◆ **TASK OBJECTIVE**: Collect each line of the listing below that contains the string "needle", and copy every such line in full.

◆ **ENTRIES SHOWN**:

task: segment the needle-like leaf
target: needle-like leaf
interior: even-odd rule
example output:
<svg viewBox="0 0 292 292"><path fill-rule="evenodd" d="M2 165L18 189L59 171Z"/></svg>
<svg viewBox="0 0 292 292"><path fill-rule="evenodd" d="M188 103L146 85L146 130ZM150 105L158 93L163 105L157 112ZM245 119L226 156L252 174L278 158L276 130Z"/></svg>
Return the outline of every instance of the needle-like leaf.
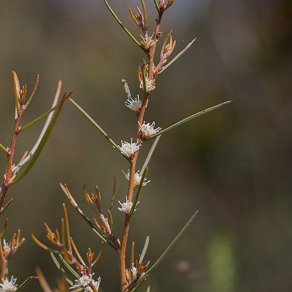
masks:
<svg viewBox="0 0 292 292"><path fill-rule="evenodd" d="M158 136L158 137L156 137L156 138L155 138L155 140L154 140L154 142L153 142L152 146L151 146L151 148L150 148L150 150L149 150L149 152L148 152L148 154L147 155L146 159L145 160L145 161L144 162L144 164L143 164L143 166L142 166L142 168L141 168L141 170L140 171L140 173L143 173L143 172L144 172L144 170L145 169L145 168L146 167L146 166L147 166L148 165L148 164L149 163L149 162L150 161L150 160L151 159L152 155L153 154L153 152L154 152L154 150L155 149L155 148L156 147L156 146L157 146L157 144L158 143L158 142L159 141L159 139L161 138L161 136Z"/></svg>
<svg viewBox="0 0 292 292"><path fill-rule="evenodd" d="M143 247L142 252L141 253L141 256L139 260L139 262L140 264L141 264L143 261L143 259L144 258L144 256L145 256L145 255L146 254L146 252L147 251L147 249L148 248L148 245L149 244L149 238L150 237L149 237L149 236L147 236L146 237L145 243L144 244L144 247Z"/></svg>
<svg viewBox="0 0 292 292"><path fill-rule="evenodd" d="M53 261L57 267L57 269L60 271L63 276L66 279L66 280L69 283L69 285L71 286L73 286L73 282L69 278L66 272L64 270L64 269L61 267L61 265L60 265L60 263L56 257L54 256L54 254L53 253L50 253L50 254L51 255L51 257L53 259Z"/></svg>
<svg viewBox="0 0 292 292"><path fill-rule="evenodd" d="M189 47L194 43L194 42L196 40L197 38L194 38L192 41L189 43L182 51L181 51L178 55L172 59L171 61L169 61L165 66L163 67L160 70L159 70L159 73L161 74L164 70L167 69L172 64L174 63L180 57L181 57L183 53L185 53L185 52L189 48Z"/></svg>
<svg viewBox="0 0 292 292"><path fill-rule="evenodd" d="M1 231L1 233L0 233L0 238L3 236L5 231L6 230L6 228L7 227L7 224L8 224L8 219L6 218L6 219L5 220L4 222L4 226L3 226L3 228L2 228L2 230Z"/></svg>
<svg viewBox="0 0 292 292"><path fill-rule="evenodd" d="M117 21L117 22L120 25L121 27L126 32L127 34L134 41L135 43L138 46L139 46L146 54L147 54L148 52L147 51L147 50L143 47L143 46L139 42L139 41L138 41L138 40L137 40L137 39L136 39L136 38L131 34L131 33L130 33L130 32L125 27L124 24L123 24L123 23L122 23L122 21L121 21L121 20L118 18L118 17L113 12L113 10L111 9L111 8L108 3L107 0L104 0L104 1L106 4L106 5L108 7L108 9L109 9L109 10L110 10L110 13L111 13L111 15L112 15L112 16L113 16L114 19Z"/></svg>
<svg viewBox="0 0 292 292"><path fill-rule="evenodd" d="M14 92L15 107L16 108L17 116L19 116L20 113L19 103L19 100L20 98L19 91L20 90L20 87L19 86L19 82L18 81L16 73L14 71L12 71L11 75L12 76L12 83L13 84L13 91Z"/></svg>
<svg viewBox="0 0 292 292"><path fill-rule="evenodd" d="M14 200L14 199L12 198L2 208L1 212L0 212L0 215L4 213L4 211L7 208L8 206L10 204L10 203Z"/></svg>
<svg viewBox="0 0 292 292"><path fill-rule="evenodd" d="M6 148L1 143L0 143L0 149L3 150L6 154L7 154Z"/></svg>
<svg viewBox="0 0 292 292"><path fill-rule="evenodd" d="M90 225L91 229L93 231L93 232L99 237L99 238L105 242L106 242L108 244L110 245L110 246L113 248L114 248L115 250L116 250L116 248L114 246L113 244L110 241L108 241L108 239L109 238L106 238L103 235L100 233L100 231L97 229L97 227L95 226L94 222L91 220L83 212L83 211L79 208L77 203L76 202L76 201L74 200L74 198L71 195L69 190L67 187L67 186L65 184L63 185L62 183L60 183L60 186L61 186L61 188L64 192L64 194L66 195L67 197L68 198L69 200L70 201L70 202L72 204L72 205L78 211L79 213L81 215L82 218L86 221L86 222Z"/></svg>
<svg viewBox="0 0 292 292"><path fill-rule="evenodd" d="M36 118L36 119L32 121L30 123L29 123L27 125L22 127L18 131L18 133L20 133L22 132L23 130L27 129L27 128L31 127L31 126L33 126L33 125L36 124L36 123L37 123L37 122L39 122L42 120L44 118L45 118L47 115L49 115L52 111L54 111L55 110L57 109L61 105L61 103L57 105L56 106L54 107L54 108L52 108L50 110L49 110L48 111L45 112L45 113L42 114L40 116Z"/></svg>
<svg viewBox="0 0 292 292"><path fill-rule="evenodd" d="M199 210L197 211L191 217L190 219L187 221L184 226L183 226L183 228L182 229L182 230L181 230L181 232L177 235L173 240L172 240L170 244L169 244L164 253L160 256L159 258L155 262L153 265L147 272L146 272L143 276L141 276L139 281L137 282L137 284L135 285L134 287L132 290L131 290L131 291L135 291L138 288L138 286L142 283L142 282L148 276L148 275L149 275L149 274L150 274L150 273L152 272L153 270L154 270L154 269L155 269L155 268L156 268L157 266L161 262L162 260L165 257L166 255L170 251L170 250L172 248L175 243L180 239L180 237L182 235L186 229L189 227L191 223L192 223L193 220L194 220Z"/></svg>
<svg viewBox="0 0 292 292"><path fill-rule="evenodd" d="M126 94L127 94L127 99L130 98L132 96L131 95L131 92L130 91L130 89L129 87L128 86L128 83L126 81L126 79L122 79L122 82L123 85L124 85L124 88L125 89L125 91L126 91Z"/></svg>
<svg viewBox="0 0 292 292"><path fill-rule="evenodd" d="M37 88L37 86L38 85L39 80L39 75L38 75L36 76L36 85L35 85L34 90L33 90L33 92L32 92L31 96L29 97L29 98L27 100L27 103L25 104L25 109L27 109L27 107L28 107L28 106L29 105L30 102L32 101L32 99L33 99L33 97L34 97L34 95L35 95L35 93L36 93L36 89Z"/></svg>
<svg viewBox="0 0 292 292"><path fill-rule="evenodd" d="M37 279L38 278L38 277L34 277L33 276L29 277L28 278L27 278L27 279L26 279L26 280L25 280L25 281L24 281L24 282L23 282L23 283L21 284L18 286L18 289L15 291L15 292L19 292L19 291L22 290L22 289L24 288L24 287L26 286L32 280L33 280L34 279Z"/></svg>
<svg viewBox="0 0 292 292"><path fill-rule="evenodd" d="M152 139L152 138L154 138L155 137L157 137L158 136L160 136L161 135L164 134L166 132L168 132L168 131L172 130L173 128L176 128L177 127L178 127L179 126L181 126L181 125L182 125L183 124L184 124L185 123L186 123L187 122L188 122L189 121L190 121L191 120L192 120L193 119L194 119L195 118L197 118L197 117L199 117L202 114L204 114L204 113L206 113L207 112L208 112L209 111L211 111L212 110L214 110L218 109L219 108L220 108L220 107L222 107L222 106L224 106L225 105L227 105L227 104L230 103L231 102L232 102L232 100L229 100L229 101L225 101L225 102L222 103L219 105L217 105L217 106L215 106L214 107L212 107L212 108L209 108L209 109L206 109L206 110L203 110L200 111L199 112L197 112L197 113L195 113L195 114L193 114L191 116L188 117L187 118L185 118L185 119L183 119L183 120L182 120L181 121L180 121L179 122L178 122L177 123L174 124L170 127L167 128L166 129L164 129L164 130L162 130L162 131L160 131L160 132L158 132L158 133L157 133L155 135L153 135L153 136L151 136L151 137L149 137L149 138L146 138L145 139L145 141L150 140L150 139Z"/></svg>
<svg viewBox="0 0 292 292"><path fill-rule="evenodd" d="M155 5L155 8L157 9L157 12L158 13L160 13L160 9L159 8L159 6L158 5L158 3L157 3L157 1L156 0L153 0L153 2L154 2L154 5Z"/></svg>
<svg viewBox="0 0 292 292"><path fill-rule="evenodd" d="M139 197L141 194L141 191L142 190L142 187L143 186L143 183L144 182L144 179L147 174L147 172L148 171L148 166L146 166L145 167L145 169L143 173L142 177L141 178L141 181L140 183L139 184L139 186L138 187L138 190L137 190L137 193L136 193L136 196L135 197L135 199L133 201L133 204L132 205L132 207L131 208L131 210L127 217L127 220L128 221L130 221L131 220L131 218L133 215L133 213L135 211L135 209L136 206L137 206L137 204L138 203L138 200L139 199Z"/></svg>
<svg viewBox="0 0 292 292"><path fill-rule="evenodd" d="M27 166L26 166L26 168L24 169L21 174L20 174L20 175L16 180L15 180L15 181L11 183L11 185L17 183L23 179L36 163L36 162L38 158L40 153L44 148L44 147L45 146L45 145L46 145L46 143L49 139L49 137L50 137L50 135L52 133L52 131L53 130L53 129L54 128L54 127L57 122L58 118L59 117L59 115L60 115L60 113L61 112L61 110L62 110L62 108L63 108L64 103L72 94L73 92L73 91L70 91L68 94L67 94L67 92L65 92L60 102L60 106L58 107L57 110L55 112L54 117L51 121L51 123L50 123L50 125L49 125L49 127L48 127L48 128L47 129L47 130L46 131L43 137L42 137L41 141L40 141L40 143L37 147L37 148L36 150L36 152L33 156L32 160L30 161L28 165Z"/></svg>
<svg viewBox="0 0 292 292"><path fill-rule="evenodd" d="M61 89L62 88L62 81L61 80L59 80L58 82L58 86L57 87L57 90L56 91L56 93L54 98L54 100L53 102L53 104L52 105L52 108L54 108L55 107L57 104L58 103L58 100L59 100L59 97L60 96L60 93L61 92ZM13 175L15 175L17 172L18 171L18 169L19 167L21 167L22 165L25 164L27 162L28 162L30 159L34 156L34 154L36 153L39 144L40 143L43 137L44 136L45 133L46 133L46 131L47 129L50 126L51 124L51 122L52 119L54 117L54 113L51 112L47 118L46 120L46 122L44 125L44 127L43 127L40 134L38 136L36 141L35 143L34 146L31 150L30 152L27 154L27 155L25 157L25 158L20 160L19 163L15 165L14 167L13 167Z"/></svg>
<svg viewBox="0 0 292 292"><path fill-rule="evenodd" d="M112 146L120 152L128 161L130 162L131 160L127 156L122 152L119 146L113 142L112 139L106 133L100 126L81 108L76 102L74 101L72 98L70 98L69 100L73 104L73 105L78 109L78 110L104 136L104 137L109 141Z"/></svg>
<svg viewBox="0 0 292 292"><path fill-rule="evenodd" d="M70 266L69 264L68 264L64 257L62 256L62 255L59 255L59 257L60 259L62 261L62 262L64 264L64 265L66 266L66 267L68 269L69 272L71 273L71 274L77 279L80 277L80 276L77 274L77 273Z"/></svg>

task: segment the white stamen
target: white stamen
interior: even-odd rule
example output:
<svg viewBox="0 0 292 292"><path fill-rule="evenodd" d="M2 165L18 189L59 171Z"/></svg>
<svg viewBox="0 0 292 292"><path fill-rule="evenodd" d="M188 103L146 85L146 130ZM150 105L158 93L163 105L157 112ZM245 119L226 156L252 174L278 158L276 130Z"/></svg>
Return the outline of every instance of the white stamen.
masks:
<svg viewBox="0 0 292 292"><path fill-rule="evenodd" d="M133 205L133 203L128 200L128 197L127 196L126 196L126 202L125 203L122 203L120 201L118 201L119 203L120 203L121 206L122 206L122 208L118 208L118 209L120 211L125 213L126 214L128 214L130 213L130 211L132 208L132 206ZM139 202L138 202L137 204L138 205ZM134 210L134 212L135 211L136 209Z"/></svg>
<svg viewBox="0 0 292 292"><path fill-rule="evenodd" d="M124 170L122 170L124 174L125 174L125 177L128 181L130 179L130 171L128 169L128 173L126 173ZM141 182L141 179L142 178L142 176L140 175L140 170L138 170L135 174L135 182L134 183L134 187L137 187ZM148 181L148 182L146 182L147 179L146 178L144 178L144 182L143 182L143 186L145 186L148 182L149 182L151 181Z"/></svg>
<svg viewBox="0 0 292 292"><path fill-rule="evenodd" d="M130 143L126 141L123 142L121 141L121 142L122 142L122 146L119 146L119 148L122 153L130 158L131 158L135 152L139 150L141 146L138 144L138 141L137 143L133 143L133 138L131 139Z"/></svg>
<svg viewBox="0 0 292 292"><path fill-rule="evenodd" d="M158 133L158 132L162 129L160 127L154 128L154 127L155 127L155 122L153 122L151 125L150 124L150 123L145 124L145 122L144 122L142 125L139 122L138 123L142 132L143 139L146 139L151 137Z"/></svg>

◆ **ANSWER BELOW**:
task: segment the needle-like leaf
target: needle-like leaf
Return the outline of every instance of the needle-like leaf.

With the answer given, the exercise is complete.